Directive 1: Write out the passage on Apple and Amazon word for word, in full.
◆ ◆ ◆
That’s a lot of zeroes, but you do the math—Apple reportedly sold 75 million iPhones last quarter. That’s one feat CEO Tim Cook can be proud of.

#2. Apple is peerless, with virtually no industry competition. If we look at other big tech names, say, Google, Microsoft, or Facebook, these companies are innovation leaders in their own right, but they have no competing core businesses with each other. In fact, if you look closely, their products and services are actually interconnected with one another, which means that one company’s sales can be related to the other company’s profit.

For Apple, what still sets them apart is their brand. They don’t play by any other company’s rules. For a lot of today’s standards, they made the rules.

Image Source: fortunedotcom

In Other News

In other news, another Fortune 500 Company reached a new milestone in terms of market capitalization. Earlier this month, e-commerce giant Amazon climbed past Exxon Mobil to become the 4th largest company in the country, breaching the $362 billion mark. During the day’s session, Exxon Mobil lost 2% giving Amazon a leg up. Exxon Mobil had a market cap of $361.6 billion.

Amazon is reportedly busy in preparations to release a new music service, one that will rival Spotify, Pandora, and Jay-Z’s Tidal. Of the three streaming services, Pandora is the closest competition in terms of subscription fees. Rumor has it that Amazon’s subscription fee will only cost about half of the average, which is around $10. Pandora’s streaming free is at $5, and Amazon is looking to grab some of its market share with a streaming service called Echo.
◆ ◆ ◆
Directive 2: From the rows, pull out everything from the line containing "Could you kindly segment every instance of the dirt" down to the last line of the rows, both ends included, and reproduce it verbatim.

Material provided:
◆ ◆ ◆
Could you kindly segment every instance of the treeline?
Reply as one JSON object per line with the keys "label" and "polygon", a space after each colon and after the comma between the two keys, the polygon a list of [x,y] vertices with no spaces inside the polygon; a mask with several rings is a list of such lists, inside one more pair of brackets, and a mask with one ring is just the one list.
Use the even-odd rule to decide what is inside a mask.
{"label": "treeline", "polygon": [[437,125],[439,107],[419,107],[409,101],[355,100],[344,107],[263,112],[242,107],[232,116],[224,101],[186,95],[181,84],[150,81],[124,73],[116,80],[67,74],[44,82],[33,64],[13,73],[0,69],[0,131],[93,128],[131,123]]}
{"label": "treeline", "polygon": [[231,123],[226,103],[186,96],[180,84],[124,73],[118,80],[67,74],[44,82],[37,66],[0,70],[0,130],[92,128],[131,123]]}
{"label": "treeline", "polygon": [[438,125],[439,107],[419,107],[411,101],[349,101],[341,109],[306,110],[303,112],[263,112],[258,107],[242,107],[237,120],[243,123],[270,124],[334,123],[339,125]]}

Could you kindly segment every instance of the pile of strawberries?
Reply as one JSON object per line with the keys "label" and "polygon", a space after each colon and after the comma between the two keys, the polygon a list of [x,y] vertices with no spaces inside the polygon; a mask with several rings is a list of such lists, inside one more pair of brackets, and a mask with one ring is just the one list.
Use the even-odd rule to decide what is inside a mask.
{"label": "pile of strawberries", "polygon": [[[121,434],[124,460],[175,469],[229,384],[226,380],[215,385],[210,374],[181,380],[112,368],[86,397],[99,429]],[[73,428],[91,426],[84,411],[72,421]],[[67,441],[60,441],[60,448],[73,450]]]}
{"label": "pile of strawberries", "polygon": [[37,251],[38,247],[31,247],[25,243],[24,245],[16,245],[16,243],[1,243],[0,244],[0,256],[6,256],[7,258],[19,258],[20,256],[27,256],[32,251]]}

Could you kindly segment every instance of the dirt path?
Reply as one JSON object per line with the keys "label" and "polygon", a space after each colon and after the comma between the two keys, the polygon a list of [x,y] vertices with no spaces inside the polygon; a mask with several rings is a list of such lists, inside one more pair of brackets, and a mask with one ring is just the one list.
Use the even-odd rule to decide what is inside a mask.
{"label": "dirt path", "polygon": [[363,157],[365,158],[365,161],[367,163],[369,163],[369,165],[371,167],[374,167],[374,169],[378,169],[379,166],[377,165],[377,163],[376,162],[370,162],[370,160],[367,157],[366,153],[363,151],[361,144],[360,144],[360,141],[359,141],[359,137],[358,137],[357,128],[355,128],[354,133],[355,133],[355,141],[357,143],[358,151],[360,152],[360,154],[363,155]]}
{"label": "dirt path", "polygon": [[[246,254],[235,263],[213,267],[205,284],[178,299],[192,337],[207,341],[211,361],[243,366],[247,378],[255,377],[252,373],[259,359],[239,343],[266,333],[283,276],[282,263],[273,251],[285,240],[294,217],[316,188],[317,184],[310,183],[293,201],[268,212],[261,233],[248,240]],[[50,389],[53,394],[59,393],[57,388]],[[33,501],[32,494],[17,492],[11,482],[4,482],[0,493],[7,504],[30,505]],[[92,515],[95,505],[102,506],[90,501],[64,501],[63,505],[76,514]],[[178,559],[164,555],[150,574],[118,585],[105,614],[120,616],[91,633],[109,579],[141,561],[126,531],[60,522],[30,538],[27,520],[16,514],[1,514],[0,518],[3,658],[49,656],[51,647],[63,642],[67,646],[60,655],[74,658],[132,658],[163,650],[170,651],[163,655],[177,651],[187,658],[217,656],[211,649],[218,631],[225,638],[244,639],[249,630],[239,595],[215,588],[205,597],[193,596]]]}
◆ ◆ ◆
Final answer 1:
That’s a lot of zeroes, but you do the math—Apple reportedly sold 75 million iPhones last quarter. That’s one feat CEO Tim Cook can be proud of.

#2. Apple is peerless, with virtually no industry competition. If we look at other big tech names, say, Google, Microsoft, or Facebook, these companies are innovation leaders in their own right, but they have no competing core businesses with each other. In fact, if you look closely, their products and services are actually interconnected with one another, which means that one company’s sales can be related to the other company’s profit.

For Apple, what still sets them apart is their brand. They don’t play by any other company’s rules. For a lot of today’s standards, they made the rules.

Image Source: fortunedotcom

In Other News

In other news, another Fortune 500 Company reached a new milestone in terms of market capitalization. Earlier this month, e-commerce giant Amazon climbed past Exxon Mobil to become the 4th largest company in the country, breaching the $362 billion mark. During the day’s session, Exxon Mobil lost 2% giving Amazon a leg up. Exxon Mobil had a market cap of $361.6 billion.

Amazon is reportedly busy in preparations to release a new music service, one that will rival Spotify, Pandora, and Jay-Z’s Tidal. Of the three streaming services, Pandora is the closest competition in terms of subscription fees. Rumor has it that Amazon’s subscription fee will only cost about half of the average, which is around $10. Pandora’s streaming free is at $5, and Amazon is looking to grab some of its market share with a streaming service called Echo.

Final answer 2:
Could you kindly segment every instance of the dirt path?
Reply as one JSON object per line with the keys "label" and "polygon", a space after each colon and after the comma between the two keys, the polygon a list of [x,y] vertices with no spaces inside the polygon; a mask with several rings is a list of such lists, inside one more pair of brackets, and a mask with one ring is just the one list.
Use the even-odd rule to decide what is inside a mask.
{"label": "dirt path", "polygon": [[363,157],[365,158],[365,161],[367,163],[369,163],[369,165],[371,167],[374,167],[374,169],[378,169],[379,166],[377,165],[377,163],[376,162],[370,162],[370,160],[367,157],[366,153],[363,151],[361,144],[360,144],[360,141],[359,141],[359,137],[358,137],[357,128],[355,128],[354,133],[355,133],[355,141],[357,143],[358,151],[360,152],[360,154],[363,155]]}
{"label": "dirt path", "polygon": [[[246,254],[235,263],[213,267],[205,284],[178,299],[192,337],[207,341],[211,361],[243,366],[247,378],[255,377],[252,373],[259,359],[239,343],[266,333],[283,276],[282,263],[273,251],[285,240],[294,217],[316,188],[317,184],[310,183],[293,201],[268,212],[261,233],[248,240]],[[50,389],[53,394],[59,393],[57,388]],[[33,501],[32,494],[17,492],[11,482],[4,482],[0,493],[7,504],[30,505]],[[92,515],[95,505],[102,506],[90,501],[64,501],[63,505],[76,514]],[[178,559],[164,555],[150,574],[118,585],[105,614],[120,616],[91,633],[109,579],[141,561],[126,531],[60,522],[30,538],[27,520],[16,514],[1,514],[0,518],[3,658],[49,656],[51,647],[63,642],[67,646],[60,655],[74,658],[132,658],[163,650],[170,651],[163,655],[177,651],[187,658],[217,656],[211,649],[218,631],[225,638],[244,639],[249,630],[239,595],[215,588],[205,597],[193,596]]]}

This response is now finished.